-- start of Provided information --

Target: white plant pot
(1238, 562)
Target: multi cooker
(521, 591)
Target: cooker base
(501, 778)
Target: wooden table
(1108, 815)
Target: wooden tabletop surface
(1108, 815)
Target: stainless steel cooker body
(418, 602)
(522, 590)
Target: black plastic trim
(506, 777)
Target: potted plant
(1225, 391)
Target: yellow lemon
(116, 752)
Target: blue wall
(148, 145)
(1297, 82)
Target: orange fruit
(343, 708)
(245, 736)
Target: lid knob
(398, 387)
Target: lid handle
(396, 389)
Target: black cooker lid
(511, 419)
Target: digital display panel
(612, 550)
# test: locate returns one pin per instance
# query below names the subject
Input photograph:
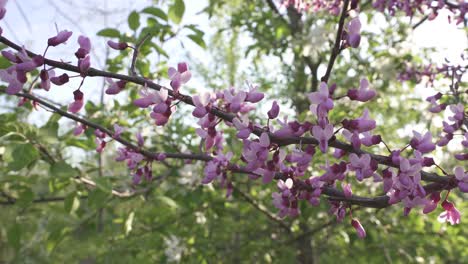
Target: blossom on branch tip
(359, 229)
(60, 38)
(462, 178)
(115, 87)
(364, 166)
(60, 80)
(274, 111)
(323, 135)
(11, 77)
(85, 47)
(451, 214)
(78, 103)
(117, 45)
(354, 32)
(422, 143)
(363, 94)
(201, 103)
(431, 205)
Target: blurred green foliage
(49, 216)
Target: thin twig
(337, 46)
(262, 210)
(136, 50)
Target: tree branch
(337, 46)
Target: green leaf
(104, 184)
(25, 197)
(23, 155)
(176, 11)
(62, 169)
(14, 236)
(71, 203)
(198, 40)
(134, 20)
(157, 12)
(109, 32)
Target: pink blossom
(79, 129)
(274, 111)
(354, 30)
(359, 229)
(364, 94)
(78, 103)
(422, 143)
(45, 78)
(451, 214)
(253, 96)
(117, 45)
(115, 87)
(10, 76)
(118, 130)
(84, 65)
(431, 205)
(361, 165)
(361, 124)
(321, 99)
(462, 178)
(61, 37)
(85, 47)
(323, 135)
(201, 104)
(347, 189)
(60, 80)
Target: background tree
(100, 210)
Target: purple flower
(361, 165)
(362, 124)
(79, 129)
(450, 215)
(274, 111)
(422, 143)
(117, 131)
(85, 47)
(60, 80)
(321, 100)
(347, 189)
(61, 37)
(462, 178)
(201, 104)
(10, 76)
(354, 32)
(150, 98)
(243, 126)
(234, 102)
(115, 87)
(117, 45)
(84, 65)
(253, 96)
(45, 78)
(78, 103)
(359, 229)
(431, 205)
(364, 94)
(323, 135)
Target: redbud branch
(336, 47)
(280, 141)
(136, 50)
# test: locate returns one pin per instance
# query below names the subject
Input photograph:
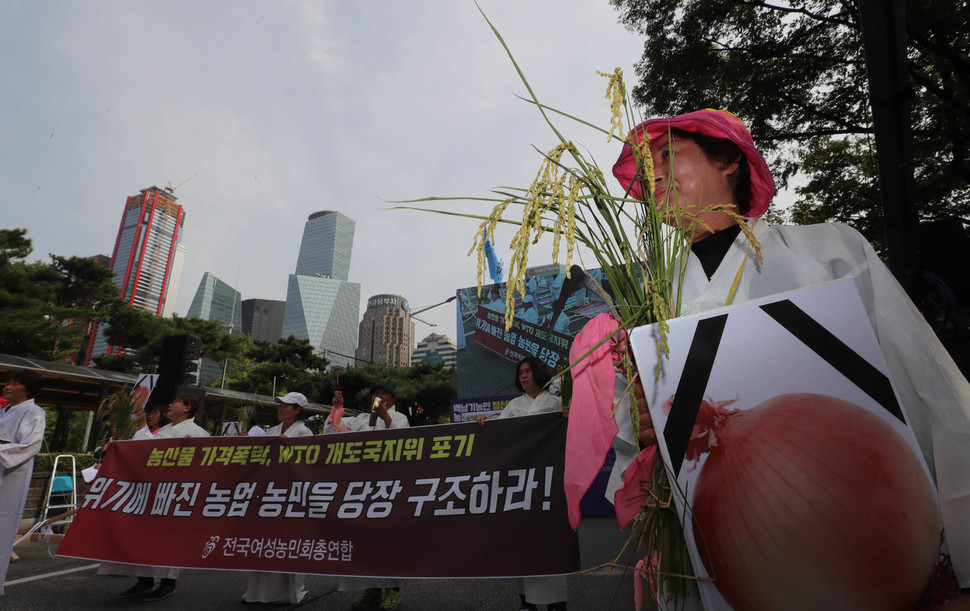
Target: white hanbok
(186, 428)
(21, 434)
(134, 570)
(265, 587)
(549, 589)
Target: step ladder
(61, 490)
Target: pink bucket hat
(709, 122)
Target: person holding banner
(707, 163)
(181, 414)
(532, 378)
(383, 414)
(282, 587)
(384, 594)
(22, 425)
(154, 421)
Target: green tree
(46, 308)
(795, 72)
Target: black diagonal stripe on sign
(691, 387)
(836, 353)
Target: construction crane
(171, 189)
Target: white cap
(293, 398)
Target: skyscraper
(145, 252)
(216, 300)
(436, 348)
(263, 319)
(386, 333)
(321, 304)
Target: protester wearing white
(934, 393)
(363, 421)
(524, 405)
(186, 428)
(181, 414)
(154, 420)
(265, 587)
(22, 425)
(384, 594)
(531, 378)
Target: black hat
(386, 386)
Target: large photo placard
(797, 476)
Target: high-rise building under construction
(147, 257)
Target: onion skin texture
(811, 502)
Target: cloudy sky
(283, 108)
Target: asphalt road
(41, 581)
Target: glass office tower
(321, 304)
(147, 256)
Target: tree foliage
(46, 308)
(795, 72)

-- end of Provided information --
-- start of Provided information --

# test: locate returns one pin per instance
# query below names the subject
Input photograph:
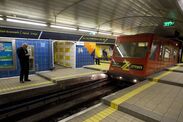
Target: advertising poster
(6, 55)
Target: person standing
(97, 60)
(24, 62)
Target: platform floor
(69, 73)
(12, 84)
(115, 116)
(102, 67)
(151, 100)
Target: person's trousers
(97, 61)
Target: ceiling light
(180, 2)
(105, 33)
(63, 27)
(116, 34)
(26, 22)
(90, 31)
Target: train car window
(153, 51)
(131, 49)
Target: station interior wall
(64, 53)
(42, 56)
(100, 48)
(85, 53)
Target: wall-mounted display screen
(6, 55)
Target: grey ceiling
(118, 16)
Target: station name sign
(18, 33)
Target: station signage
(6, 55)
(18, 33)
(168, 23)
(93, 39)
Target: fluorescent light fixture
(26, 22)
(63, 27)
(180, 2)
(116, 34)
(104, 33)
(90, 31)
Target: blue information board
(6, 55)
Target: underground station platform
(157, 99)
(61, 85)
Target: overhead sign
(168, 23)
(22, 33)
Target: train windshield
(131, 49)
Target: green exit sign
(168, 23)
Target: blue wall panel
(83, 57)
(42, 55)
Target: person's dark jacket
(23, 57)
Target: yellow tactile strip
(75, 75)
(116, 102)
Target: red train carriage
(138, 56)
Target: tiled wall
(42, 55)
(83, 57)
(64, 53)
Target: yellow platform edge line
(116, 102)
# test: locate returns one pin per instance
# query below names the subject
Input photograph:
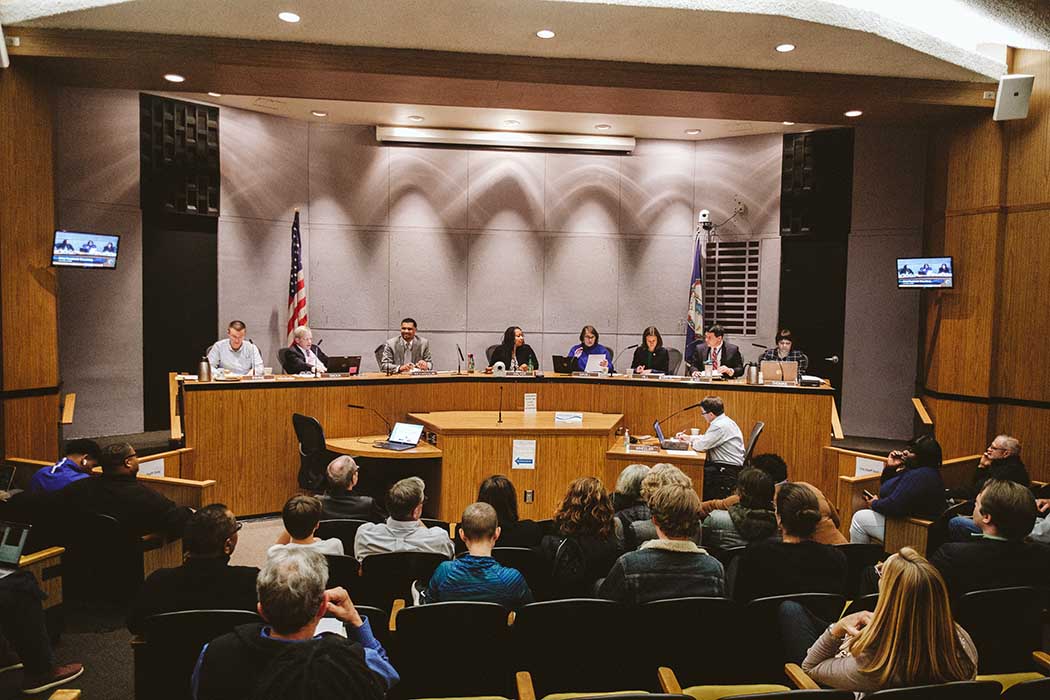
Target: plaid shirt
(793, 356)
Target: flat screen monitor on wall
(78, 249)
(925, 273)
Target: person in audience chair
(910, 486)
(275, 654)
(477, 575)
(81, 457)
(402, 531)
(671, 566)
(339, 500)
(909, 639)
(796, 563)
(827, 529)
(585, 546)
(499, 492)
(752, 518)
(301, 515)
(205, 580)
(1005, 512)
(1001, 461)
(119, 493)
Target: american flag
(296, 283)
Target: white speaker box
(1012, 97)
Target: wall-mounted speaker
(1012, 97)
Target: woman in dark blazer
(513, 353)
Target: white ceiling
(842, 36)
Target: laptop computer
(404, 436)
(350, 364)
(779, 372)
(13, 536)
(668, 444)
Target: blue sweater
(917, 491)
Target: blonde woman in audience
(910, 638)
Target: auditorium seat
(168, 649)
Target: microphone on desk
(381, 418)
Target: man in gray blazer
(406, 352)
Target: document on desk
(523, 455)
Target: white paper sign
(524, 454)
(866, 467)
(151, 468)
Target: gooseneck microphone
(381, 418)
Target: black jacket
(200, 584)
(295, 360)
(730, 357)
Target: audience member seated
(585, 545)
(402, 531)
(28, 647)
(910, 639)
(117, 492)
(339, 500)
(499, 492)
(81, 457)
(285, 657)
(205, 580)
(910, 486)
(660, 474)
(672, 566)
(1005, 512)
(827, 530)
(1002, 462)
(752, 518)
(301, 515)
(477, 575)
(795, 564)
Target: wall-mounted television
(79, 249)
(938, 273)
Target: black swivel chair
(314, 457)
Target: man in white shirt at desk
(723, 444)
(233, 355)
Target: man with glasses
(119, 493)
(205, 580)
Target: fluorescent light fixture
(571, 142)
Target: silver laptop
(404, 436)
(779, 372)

-- end of Provided information --

■ What is required ■
Pick out and copy every line of the items above that contains the word "person", treating uppercase and lowercase as different.

■ Solution for this exercise ■
Target: person holding banner
Target: person standing
Target: person's trousers
Target: person's dark jacket
Target: person in audience chair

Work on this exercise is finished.